Entries from an annotation dataset
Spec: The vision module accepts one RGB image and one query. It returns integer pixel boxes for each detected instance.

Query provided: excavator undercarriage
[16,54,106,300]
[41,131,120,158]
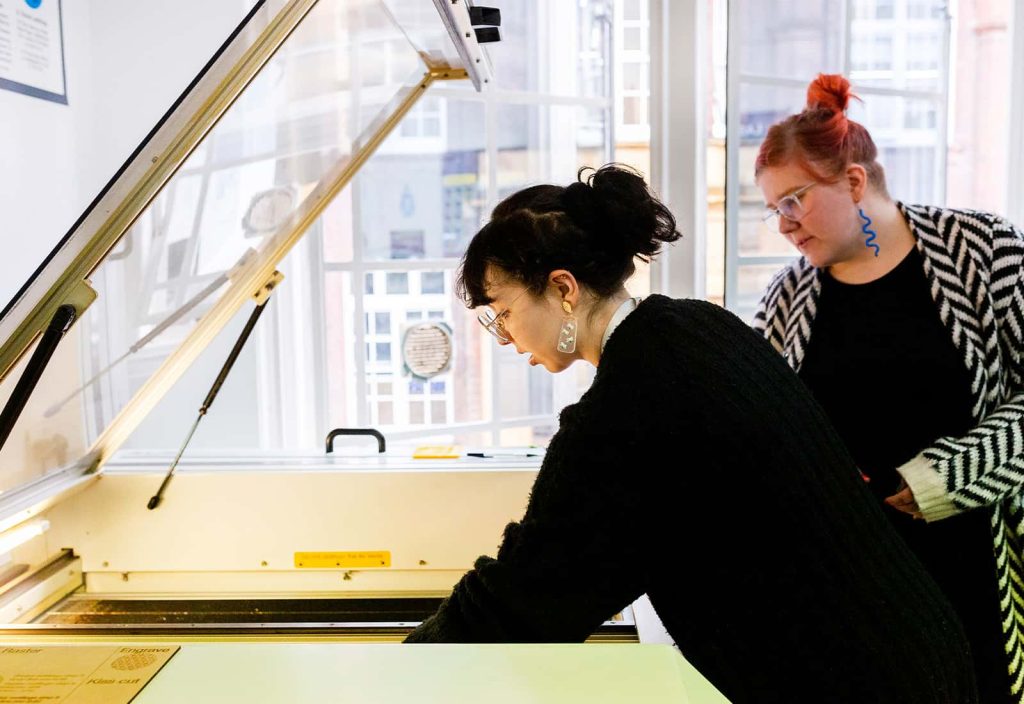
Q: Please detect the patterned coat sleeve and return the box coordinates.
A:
[752,267,797,354]
[899,211,1024,521]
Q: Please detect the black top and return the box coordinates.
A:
[800,249,1009,702]
[800,249,974,498]
[408,296,977,704]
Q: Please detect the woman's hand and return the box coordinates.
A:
[885,480,923,518]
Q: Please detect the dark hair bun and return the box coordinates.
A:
[807,74,856,113]
[577,164,682,261]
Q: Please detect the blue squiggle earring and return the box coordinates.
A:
[857,208,882,257]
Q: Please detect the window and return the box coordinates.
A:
[420,271,444,294]
[391,230,427,259]
[387,271,409,295]
[724,0,948,320]
[75,0,630,450]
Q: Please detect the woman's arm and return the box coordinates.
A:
[898,219,1024,521]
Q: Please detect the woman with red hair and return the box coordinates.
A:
[755,75,1024,702]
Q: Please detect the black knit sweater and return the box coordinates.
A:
[407,296,976,704]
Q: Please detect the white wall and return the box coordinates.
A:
[0,0,256,307]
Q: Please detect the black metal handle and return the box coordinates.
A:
[327,428,384,452]
[0,303,78,447]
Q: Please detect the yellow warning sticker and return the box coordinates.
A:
[295,551,391,568]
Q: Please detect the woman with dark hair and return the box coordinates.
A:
[755,75,1024,702]
[408,166,976,704]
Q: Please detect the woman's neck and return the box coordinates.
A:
[579,289,630,366]
[828,195,915,283]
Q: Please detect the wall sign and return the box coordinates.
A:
[0,0,68,105]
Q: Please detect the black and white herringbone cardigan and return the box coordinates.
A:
[754,204,1024,691]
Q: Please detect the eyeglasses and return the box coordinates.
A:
[476,289,528,345]
[761,181,817,227]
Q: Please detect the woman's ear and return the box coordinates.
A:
[846,164,867,203]
[548,269,580,307]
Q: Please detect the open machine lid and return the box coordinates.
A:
[0,0,493,530]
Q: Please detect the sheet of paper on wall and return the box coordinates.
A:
[0,645,178,704]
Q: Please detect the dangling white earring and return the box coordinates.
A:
[558,301,577,354]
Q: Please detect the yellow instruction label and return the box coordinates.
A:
[295,551,391,567]
[0,645,178,704]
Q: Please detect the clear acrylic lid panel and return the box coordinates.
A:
[0,0,425,490]
[0,0,259,321]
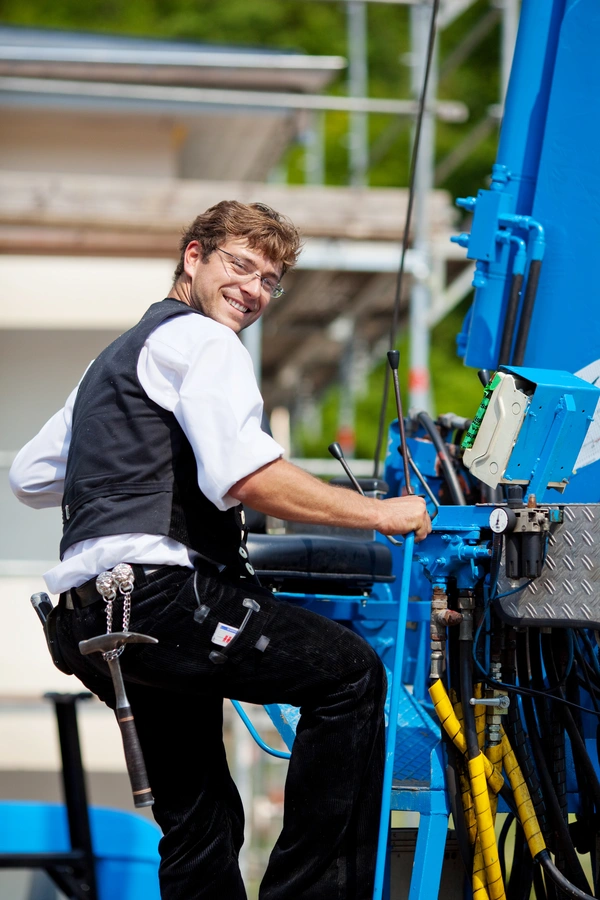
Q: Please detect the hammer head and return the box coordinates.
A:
[79,631,158,656]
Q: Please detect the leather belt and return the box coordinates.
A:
[65,563,164,609]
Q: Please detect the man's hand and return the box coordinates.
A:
[375,495,431,542]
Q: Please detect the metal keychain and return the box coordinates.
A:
[96,563,134,660]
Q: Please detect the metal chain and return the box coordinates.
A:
[96,563,134,660]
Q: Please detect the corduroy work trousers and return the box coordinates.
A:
[57,565,386,900]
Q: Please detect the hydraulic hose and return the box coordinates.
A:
[471,838,490,900]
[417,410,467,506]
[501,734,546,857]
[511,259,542,366]
[517,634,588,888]
[429,678,504,794]
[544,646,600,812]
[445,735,477,873]
[536,850,594,900]
[459,639,506,900]
[498,272,523,366]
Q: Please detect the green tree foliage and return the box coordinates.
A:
[0,0,499,195]
[0,0,499,456]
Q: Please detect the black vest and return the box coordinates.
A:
[60,299,241,567]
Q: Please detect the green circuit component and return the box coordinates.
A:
[460,372,502,450]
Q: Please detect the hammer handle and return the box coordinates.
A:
[115,706,154,807]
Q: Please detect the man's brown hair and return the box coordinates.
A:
[173,200,301,282]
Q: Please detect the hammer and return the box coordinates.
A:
[79,631,158,807]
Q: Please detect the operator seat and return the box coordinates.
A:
[247,478,395,594]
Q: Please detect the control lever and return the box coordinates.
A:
[388,350,440,520]
[327,441,403,547]
[388,350,414,494]
[327,441,365,497]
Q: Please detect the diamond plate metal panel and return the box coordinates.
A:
[496,503,600,629]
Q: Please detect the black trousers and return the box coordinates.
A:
[57,567,386,900]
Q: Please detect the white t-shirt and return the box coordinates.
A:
[9,315,283,594]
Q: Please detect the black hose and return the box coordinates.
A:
[517,634,589,896]
[528,628,569,828]
[512,259,542,366]
[417,410,467,506]
[498,813,519,884]
[498,273,523,366]
[536,850,594,900]
[533,866,556,900]
[373,0,440,478]
[544,644,600,812]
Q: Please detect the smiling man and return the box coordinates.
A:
[11,201,431,900]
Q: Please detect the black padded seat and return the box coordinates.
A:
[248,534,395,594]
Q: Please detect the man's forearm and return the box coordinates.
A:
[229,459,377,528]
[229,459,431,540]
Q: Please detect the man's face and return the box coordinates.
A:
[185,238,281,333]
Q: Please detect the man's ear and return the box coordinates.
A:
[183,241,202,278]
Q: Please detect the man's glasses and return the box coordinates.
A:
[217,247,285,300]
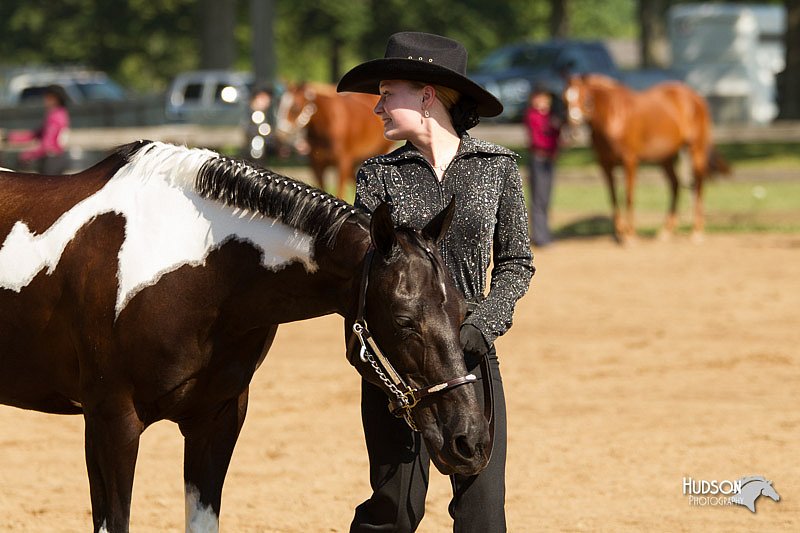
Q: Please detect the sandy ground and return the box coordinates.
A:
[0,235,800,532]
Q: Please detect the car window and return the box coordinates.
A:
[75,80,125,100]
[19,86,47,103]
[183,83,203,103]
[214,83,241,104]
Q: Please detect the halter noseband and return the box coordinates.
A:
[348,246,493,440]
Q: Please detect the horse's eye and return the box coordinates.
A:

Requirements |
Revise the records from their start through the line containing "[41,131,120,158]", replacing "undercarriage" with "boom arm" and leaving everything else unchanged.

Output for this exercise |
Spec: The vision module accepts one RGB image and one query. It returns integer pixel boxes for each detected instance.

Query provided: excavator boom arm
[16,54,106,300]
[41,131,120,158]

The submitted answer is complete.